◆ TEXT FOR ANALYSIS:
▼▼▼

Uncovering Earth’s secrets: Researchers offer insights into locating naturally formed subsurface hydrogen

[Image above] Credit: Juicy FOTO, Shutterstock

As the United States and other parts of the world aim toward net-zero carbon emissions, hydrogen technology continues to stand at the forefront of renewable energy conversations. Hydrogen can serve as a clean fuel, meaning it only gives off heat and water when it is burned, as opposed to fossil fuels, which emit greenhouse gases such as carbon dioxide (CO₂) when burned.

Although hydrogen can be produced industrially through methods such as steam-methane reforming or electrolysis, these production methods, respectively, either emit CO₂ or are currently too costly for widespread adoption.

Geologic hydrogen, or hydrogen that occurs naturally below Earth’s surface, could in theory serve as a good compromise because it already exists and simply needs to be extracted. But to date, questions surrounding the potential scale and location of geologic hydrogen means it has never really been found in large quantities before—yet efforts to discover it remain underway.

In May 2025, researchers at the University of Oxford, as well as Durham University and the University of Toronto, published a review paper that explores the possibility of sourcing clean hydrogen from Earth’s crust.

▲▲▲

◆ SUPPLIED MATERIAL:

▼▼▼

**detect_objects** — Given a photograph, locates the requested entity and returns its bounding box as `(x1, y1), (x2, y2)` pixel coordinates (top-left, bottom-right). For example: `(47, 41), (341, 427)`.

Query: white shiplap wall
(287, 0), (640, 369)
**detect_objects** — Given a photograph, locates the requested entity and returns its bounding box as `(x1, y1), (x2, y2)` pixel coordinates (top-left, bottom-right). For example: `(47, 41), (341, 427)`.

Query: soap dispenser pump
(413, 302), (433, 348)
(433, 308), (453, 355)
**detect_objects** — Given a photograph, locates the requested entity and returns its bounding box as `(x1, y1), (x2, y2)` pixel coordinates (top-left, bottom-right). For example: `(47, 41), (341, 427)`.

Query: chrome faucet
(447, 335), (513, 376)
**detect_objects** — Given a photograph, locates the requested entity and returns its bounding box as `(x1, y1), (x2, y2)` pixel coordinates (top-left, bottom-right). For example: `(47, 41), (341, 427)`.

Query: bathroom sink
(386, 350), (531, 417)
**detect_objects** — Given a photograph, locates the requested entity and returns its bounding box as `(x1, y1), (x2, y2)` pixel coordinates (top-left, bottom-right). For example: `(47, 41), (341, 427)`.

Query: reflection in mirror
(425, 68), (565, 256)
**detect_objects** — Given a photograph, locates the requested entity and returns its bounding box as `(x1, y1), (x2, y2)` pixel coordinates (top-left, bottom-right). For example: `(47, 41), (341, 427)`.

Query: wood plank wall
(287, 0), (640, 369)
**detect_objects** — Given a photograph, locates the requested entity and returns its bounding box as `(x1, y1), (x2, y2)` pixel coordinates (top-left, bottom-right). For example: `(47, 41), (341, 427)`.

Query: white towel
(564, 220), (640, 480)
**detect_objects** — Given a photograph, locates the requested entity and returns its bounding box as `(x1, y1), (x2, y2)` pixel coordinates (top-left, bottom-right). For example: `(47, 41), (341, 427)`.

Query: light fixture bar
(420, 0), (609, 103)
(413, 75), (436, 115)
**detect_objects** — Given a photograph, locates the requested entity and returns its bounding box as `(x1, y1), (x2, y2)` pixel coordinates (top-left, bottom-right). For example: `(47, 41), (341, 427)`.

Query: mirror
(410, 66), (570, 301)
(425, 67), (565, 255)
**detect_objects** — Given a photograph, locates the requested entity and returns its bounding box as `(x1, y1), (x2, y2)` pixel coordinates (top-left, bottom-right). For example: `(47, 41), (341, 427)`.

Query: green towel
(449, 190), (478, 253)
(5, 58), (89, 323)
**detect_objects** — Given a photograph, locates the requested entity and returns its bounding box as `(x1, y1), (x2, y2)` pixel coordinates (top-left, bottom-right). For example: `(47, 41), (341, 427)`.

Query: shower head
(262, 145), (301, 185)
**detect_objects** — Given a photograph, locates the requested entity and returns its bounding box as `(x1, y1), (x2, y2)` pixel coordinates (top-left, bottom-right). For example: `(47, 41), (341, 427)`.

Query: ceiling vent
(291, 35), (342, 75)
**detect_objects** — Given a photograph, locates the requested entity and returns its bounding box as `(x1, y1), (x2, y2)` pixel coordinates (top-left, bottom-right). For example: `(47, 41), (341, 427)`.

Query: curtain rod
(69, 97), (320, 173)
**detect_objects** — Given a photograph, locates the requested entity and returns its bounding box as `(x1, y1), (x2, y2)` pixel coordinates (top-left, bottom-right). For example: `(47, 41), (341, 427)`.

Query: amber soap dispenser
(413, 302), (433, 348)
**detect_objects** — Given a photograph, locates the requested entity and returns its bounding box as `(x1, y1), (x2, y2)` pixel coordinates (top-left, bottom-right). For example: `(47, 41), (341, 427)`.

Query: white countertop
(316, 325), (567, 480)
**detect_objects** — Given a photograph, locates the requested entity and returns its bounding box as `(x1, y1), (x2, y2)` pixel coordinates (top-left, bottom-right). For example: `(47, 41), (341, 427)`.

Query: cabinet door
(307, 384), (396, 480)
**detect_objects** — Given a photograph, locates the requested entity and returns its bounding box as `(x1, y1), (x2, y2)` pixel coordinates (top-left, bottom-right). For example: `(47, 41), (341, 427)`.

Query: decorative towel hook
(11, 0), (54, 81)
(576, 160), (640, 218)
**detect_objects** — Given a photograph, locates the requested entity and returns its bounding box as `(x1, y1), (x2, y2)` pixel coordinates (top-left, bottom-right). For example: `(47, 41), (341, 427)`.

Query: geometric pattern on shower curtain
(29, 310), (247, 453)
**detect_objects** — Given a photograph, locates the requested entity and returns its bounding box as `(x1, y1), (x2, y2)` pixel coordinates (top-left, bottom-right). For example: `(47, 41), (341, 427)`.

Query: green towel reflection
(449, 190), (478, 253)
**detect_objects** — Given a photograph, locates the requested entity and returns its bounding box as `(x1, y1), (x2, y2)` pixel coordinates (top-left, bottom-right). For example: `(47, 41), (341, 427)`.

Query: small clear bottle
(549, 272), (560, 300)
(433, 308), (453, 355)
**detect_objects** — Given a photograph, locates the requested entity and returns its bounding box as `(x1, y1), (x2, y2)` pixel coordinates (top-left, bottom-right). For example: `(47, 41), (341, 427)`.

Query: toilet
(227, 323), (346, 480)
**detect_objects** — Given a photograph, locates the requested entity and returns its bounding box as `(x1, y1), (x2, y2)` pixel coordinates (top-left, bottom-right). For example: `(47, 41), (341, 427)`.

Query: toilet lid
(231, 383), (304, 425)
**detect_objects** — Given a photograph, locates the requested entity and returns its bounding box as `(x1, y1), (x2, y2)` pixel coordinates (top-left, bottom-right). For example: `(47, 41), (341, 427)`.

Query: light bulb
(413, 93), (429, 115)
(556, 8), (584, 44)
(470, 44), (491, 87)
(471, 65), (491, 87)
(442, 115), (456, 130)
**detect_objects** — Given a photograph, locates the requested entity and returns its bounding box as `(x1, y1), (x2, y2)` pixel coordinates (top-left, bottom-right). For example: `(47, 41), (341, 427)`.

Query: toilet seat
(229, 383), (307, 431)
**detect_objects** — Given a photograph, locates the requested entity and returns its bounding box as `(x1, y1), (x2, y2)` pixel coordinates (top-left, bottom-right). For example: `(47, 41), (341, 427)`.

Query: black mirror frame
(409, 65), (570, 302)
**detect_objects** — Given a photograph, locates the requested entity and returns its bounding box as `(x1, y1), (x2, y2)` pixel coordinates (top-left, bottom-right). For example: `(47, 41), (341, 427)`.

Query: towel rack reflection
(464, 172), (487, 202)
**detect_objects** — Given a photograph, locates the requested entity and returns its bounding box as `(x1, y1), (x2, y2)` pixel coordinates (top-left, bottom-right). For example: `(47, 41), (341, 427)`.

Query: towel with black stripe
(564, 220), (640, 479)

▲▲▲

◆ QUESTIONS ON THE MATERIAL:
**1)** List the universities named in the article on natural subsurface hydrogen.
**2)** Duplicate the passage of the article on natural subsurface hydrogen from "Uncovering Earth’s secrets: Researchers" to "(CO₂) when burned.".
**3)** Pick up the article on natural subsurface hydrogen after its final sentence and carry it forward.

◆ WRITTEN ANSWERS:
**1)**
University of Oxford
Durham University
University of Toronto

**2)**
Uncovering Earth’s secrets: Researchers offer insights into locating naturally formed subsurface hydrogen

[Image above] Credit: Juicy FOTO, Shutterstock

As the United States and other parts of the world aim toward net-zero carbon emissions, hydrogen technology continues to stand at the forefront of renewable energy conversations. Hydrogen can serve as a clean fuel, meaning it only gives off heat and water when it is burned, as opposed to fossil fuels, which emit greenhouse gases such as carbon dioxide (CO₂) when burned.

**3)**
According to the article, three key ingredients determine whether hydrogen will accumulate naturally: a source rock, water within the source rock, and conditions for the hydrogen to remain trapped within the geological structure after the water–rock reaction.

That last ingredient is essential when it comes to extracting geologic hydrogen. Over the past billion years, Earth’s crust is estimated to have generated volumes of hydrogen with energy equivalent to 170,000 years’ worth of the oil we use today. However, much of this hydrogen may have already been lost to evaporation, absorption, or chemical or biological processes (e.g., “eaten” by microbes) beneath the crust.

It is difficult to discern how much societally viable hydrogen remains in Earth’s crust, especially given the variety of ways that researchers around the globe track, sample, and measure hydrogen. But in the new study, the researchers note that helium may serve as a tool for understanding the regional release mechanisms and flux of hydrogen.

“Formed in crystalline systems through radioactive decay, helium (⁴He) is often co-produced with hydrogen from the same source rock region. In contrast, helium is not consumed by chemical or biological processing and provides a clear resolvable signal in near-surface crustal fluids. With similar physical characteristics, such as solubility and diffusivity, helium provides a relevant proxy for understanding hydrogen source–rock retention, expulsion, and transport efficiencies,” they write.

This understanding of the conditions necessary for geologic hydrogen formation and retention could help pave the way for finding and extracting this low-carbon renewable energy resource. However, the researchers caution that geologic hydrogen should not be considered an abundant resource—Earth does not provide hydrogen in response to human environmental needs, after all, but at its own pace over millions of years.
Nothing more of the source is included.